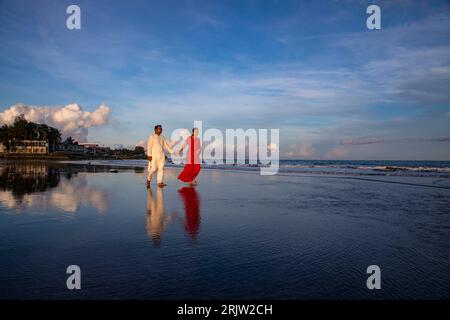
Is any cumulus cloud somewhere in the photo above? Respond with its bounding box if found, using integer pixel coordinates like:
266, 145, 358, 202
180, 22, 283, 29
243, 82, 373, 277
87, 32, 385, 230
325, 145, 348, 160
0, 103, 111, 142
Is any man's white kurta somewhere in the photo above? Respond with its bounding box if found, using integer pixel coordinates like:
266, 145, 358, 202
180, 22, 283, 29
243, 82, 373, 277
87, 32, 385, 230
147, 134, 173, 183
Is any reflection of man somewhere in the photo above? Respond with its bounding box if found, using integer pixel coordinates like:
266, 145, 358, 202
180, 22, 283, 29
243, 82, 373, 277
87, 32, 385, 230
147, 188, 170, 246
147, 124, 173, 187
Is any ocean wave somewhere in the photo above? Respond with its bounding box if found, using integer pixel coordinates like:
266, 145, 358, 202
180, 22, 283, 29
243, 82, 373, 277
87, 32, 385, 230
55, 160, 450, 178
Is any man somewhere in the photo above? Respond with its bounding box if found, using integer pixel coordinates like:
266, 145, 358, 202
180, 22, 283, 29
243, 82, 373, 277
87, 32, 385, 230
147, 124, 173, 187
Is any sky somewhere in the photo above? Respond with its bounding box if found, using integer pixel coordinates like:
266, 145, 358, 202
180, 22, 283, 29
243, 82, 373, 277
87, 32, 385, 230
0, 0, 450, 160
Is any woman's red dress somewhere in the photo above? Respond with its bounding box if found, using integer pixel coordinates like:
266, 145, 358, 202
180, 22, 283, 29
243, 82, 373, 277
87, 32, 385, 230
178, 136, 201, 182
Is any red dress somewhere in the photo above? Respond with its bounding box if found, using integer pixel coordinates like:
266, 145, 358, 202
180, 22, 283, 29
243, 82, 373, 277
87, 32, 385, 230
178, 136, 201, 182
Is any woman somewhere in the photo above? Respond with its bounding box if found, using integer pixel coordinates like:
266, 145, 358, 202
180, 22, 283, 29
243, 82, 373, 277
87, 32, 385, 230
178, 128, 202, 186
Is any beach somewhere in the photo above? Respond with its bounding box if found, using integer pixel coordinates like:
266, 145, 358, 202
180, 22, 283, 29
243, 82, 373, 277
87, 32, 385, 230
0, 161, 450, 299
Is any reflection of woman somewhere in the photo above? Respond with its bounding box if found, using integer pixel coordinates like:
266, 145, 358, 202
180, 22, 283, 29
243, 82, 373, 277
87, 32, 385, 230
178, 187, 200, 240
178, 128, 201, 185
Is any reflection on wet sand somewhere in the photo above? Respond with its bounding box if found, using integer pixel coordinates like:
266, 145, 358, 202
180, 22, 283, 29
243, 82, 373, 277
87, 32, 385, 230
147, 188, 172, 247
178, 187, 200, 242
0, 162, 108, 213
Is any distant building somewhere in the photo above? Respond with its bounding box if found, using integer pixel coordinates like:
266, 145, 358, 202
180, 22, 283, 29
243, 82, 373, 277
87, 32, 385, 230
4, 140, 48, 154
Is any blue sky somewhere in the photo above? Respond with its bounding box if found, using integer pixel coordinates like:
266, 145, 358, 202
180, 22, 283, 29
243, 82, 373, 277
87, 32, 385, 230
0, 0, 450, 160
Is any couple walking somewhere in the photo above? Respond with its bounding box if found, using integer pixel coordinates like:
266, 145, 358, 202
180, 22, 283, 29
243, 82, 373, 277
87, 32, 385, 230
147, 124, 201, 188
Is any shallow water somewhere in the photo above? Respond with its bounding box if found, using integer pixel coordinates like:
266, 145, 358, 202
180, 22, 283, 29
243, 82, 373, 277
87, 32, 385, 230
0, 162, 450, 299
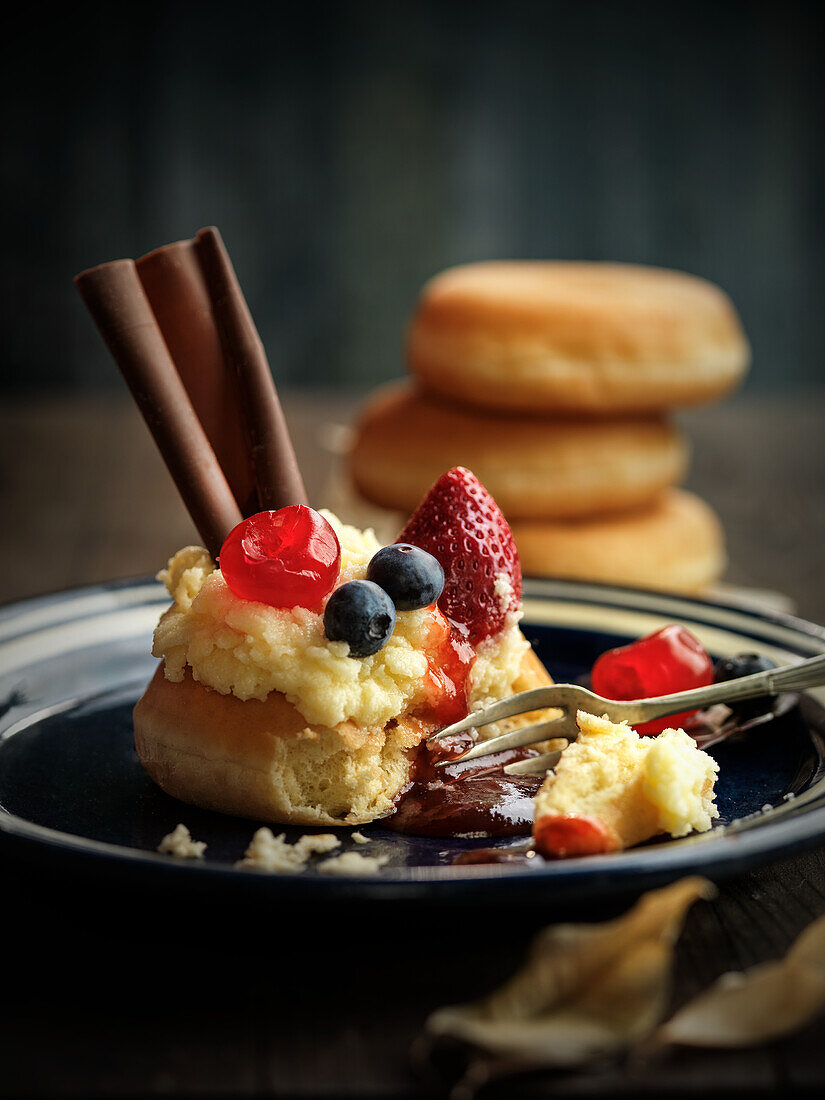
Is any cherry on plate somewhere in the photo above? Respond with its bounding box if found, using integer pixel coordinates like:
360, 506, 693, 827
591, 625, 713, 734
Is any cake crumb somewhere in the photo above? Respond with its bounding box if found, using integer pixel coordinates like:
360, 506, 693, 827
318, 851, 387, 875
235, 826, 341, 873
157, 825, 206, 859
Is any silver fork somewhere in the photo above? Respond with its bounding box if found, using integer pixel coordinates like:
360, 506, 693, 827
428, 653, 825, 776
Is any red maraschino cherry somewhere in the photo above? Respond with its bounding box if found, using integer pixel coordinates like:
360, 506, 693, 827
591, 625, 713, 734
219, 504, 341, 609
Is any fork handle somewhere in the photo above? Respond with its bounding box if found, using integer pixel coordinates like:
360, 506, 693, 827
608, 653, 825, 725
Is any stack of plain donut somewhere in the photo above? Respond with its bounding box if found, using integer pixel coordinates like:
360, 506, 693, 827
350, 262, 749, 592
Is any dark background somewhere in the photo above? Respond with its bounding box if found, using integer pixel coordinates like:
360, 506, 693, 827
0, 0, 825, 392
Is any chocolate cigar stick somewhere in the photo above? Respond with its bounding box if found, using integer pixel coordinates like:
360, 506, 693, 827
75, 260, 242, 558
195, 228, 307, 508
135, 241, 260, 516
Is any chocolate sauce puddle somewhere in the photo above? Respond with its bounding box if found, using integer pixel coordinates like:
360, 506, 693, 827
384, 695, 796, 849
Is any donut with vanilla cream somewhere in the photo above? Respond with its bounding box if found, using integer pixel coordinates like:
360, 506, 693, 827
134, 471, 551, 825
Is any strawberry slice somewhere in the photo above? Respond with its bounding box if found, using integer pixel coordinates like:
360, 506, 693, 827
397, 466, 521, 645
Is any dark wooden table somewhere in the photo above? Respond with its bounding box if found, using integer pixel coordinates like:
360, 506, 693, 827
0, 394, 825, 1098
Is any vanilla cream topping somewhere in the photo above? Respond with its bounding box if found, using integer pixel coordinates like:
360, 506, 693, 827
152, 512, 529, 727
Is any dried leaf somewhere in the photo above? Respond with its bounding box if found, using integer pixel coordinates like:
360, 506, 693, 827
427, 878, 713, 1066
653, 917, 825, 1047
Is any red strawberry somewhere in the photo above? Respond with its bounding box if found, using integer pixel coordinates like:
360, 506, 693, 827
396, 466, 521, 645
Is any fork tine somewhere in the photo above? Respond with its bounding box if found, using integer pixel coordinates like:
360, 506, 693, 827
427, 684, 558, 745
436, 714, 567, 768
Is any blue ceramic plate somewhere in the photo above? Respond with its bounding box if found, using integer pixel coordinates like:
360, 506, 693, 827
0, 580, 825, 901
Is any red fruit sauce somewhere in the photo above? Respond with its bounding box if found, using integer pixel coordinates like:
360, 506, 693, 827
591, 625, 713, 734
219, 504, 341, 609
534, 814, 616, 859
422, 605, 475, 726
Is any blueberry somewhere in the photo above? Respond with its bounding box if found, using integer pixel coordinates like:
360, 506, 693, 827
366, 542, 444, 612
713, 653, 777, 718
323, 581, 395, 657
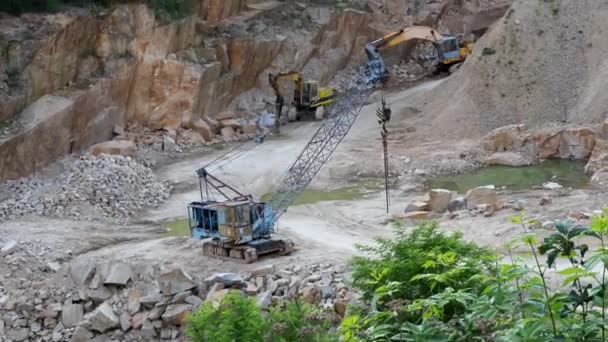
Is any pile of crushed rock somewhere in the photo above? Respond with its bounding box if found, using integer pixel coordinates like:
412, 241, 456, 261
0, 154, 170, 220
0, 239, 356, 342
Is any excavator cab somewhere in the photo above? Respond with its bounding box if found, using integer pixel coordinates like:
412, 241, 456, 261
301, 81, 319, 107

# # #

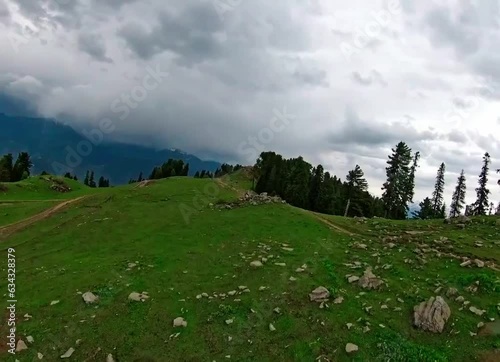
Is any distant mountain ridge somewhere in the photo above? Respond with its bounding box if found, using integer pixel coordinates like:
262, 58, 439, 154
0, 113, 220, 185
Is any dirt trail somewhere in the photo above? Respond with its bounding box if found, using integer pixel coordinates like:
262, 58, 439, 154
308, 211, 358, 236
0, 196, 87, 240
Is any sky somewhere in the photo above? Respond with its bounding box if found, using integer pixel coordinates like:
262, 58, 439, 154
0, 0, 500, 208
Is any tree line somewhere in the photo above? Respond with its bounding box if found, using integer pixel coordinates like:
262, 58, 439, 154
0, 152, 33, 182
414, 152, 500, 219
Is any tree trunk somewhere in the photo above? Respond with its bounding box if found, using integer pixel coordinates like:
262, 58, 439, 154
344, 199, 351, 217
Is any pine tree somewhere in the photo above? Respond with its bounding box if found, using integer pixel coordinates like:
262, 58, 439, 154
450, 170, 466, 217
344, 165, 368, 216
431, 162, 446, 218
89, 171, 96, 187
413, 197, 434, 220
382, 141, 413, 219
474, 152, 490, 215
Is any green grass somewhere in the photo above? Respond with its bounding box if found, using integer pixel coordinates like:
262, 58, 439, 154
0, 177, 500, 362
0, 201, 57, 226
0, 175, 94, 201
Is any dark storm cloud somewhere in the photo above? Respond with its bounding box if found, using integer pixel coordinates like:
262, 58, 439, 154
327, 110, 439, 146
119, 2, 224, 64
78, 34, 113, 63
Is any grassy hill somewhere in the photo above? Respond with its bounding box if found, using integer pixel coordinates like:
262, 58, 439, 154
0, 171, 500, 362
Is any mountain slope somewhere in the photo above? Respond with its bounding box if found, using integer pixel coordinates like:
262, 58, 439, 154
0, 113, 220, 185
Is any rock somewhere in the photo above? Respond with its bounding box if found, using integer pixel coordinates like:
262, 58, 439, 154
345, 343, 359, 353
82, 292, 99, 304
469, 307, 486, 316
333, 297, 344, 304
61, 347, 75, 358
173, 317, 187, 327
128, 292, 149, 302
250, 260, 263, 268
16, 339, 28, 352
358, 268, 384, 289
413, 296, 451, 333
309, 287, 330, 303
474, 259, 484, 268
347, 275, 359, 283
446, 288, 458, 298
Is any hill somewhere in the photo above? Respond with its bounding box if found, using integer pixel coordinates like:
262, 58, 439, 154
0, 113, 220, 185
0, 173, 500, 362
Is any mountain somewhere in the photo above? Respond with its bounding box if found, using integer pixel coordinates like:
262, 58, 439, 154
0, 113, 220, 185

# # #

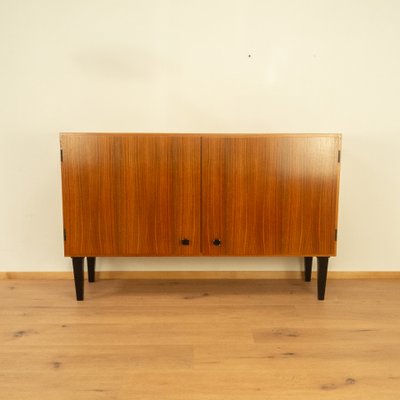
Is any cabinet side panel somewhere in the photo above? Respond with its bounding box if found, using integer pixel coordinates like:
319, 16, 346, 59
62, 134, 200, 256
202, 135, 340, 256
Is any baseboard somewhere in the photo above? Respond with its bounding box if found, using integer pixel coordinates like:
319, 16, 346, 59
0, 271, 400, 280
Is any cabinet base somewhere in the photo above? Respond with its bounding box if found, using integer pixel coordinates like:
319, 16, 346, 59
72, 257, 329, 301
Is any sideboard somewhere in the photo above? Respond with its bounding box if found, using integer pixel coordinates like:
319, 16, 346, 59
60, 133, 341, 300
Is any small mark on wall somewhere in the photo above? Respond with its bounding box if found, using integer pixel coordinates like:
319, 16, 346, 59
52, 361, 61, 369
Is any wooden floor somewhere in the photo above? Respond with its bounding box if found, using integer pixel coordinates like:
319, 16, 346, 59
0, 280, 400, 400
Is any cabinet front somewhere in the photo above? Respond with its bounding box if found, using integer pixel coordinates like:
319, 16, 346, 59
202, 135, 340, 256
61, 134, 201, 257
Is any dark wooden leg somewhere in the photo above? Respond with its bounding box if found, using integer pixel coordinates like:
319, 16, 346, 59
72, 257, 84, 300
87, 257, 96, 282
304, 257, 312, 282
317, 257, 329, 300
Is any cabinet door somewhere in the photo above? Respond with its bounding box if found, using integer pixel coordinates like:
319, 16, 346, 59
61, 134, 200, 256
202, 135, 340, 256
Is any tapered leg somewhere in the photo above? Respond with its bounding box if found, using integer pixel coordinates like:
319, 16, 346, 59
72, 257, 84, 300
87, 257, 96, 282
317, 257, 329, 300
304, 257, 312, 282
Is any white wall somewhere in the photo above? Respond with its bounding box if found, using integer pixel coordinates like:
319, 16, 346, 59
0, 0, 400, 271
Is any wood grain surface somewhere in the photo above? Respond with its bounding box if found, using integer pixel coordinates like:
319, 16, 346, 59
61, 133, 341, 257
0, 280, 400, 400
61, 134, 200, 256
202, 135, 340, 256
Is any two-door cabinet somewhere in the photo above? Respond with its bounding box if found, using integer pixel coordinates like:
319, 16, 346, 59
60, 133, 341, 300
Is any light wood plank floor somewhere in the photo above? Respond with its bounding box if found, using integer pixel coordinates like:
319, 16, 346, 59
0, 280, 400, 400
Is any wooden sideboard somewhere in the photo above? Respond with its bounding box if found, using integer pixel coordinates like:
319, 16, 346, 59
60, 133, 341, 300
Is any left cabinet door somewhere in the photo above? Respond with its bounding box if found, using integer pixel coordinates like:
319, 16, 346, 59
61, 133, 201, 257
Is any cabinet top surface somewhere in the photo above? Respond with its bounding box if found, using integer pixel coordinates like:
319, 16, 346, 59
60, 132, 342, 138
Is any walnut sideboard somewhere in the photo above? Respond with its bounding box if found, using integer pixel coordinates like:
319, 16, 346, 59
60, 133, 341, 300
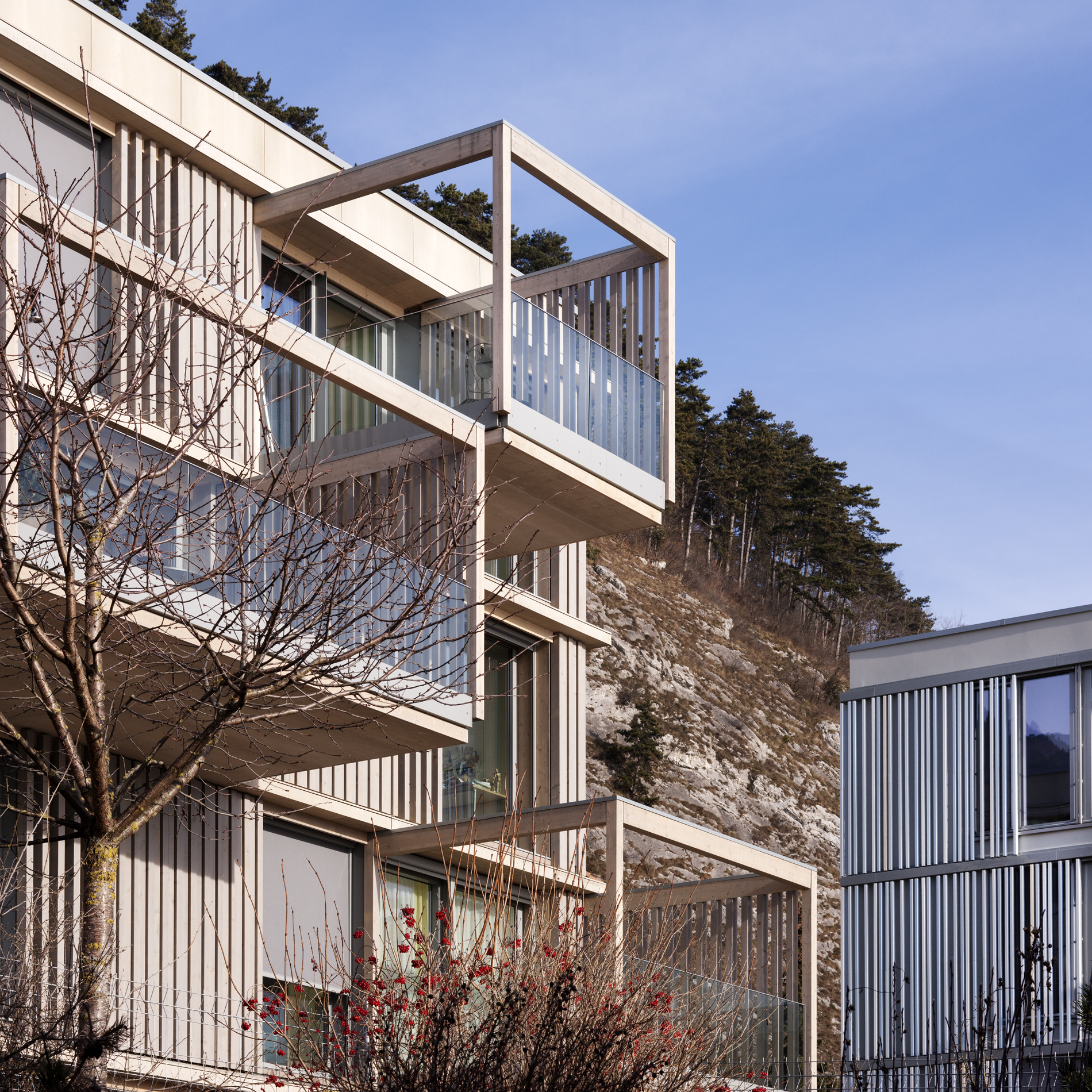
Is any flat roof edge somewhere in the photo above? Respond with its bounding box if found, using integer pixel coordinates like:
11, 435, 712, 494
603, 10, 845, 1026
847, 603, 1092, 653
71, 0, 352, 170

# # #

» **Task instructions**: Rewrite the listing, starting at the line containing "Is any cumulus" and ending at the line containing "0, 103, 111, 142", with every bounding-box coordinate in the answers multiplied by 0.8 and rounded to whole numbers, halves rounded up. Leave every other line in that range, including the sample coordinates, unchanged.

» **Written solution**:
Is any cumulus cloud somewhere in the photo above? Respond with its bounding box if found, using integer pixel coordinates like:
266, 145, 358, 202
180, 22, 283, 29
243, 82, 373, 277
87, 32, 385, 230
260, 116, 278, 128
0, 82, 89, 114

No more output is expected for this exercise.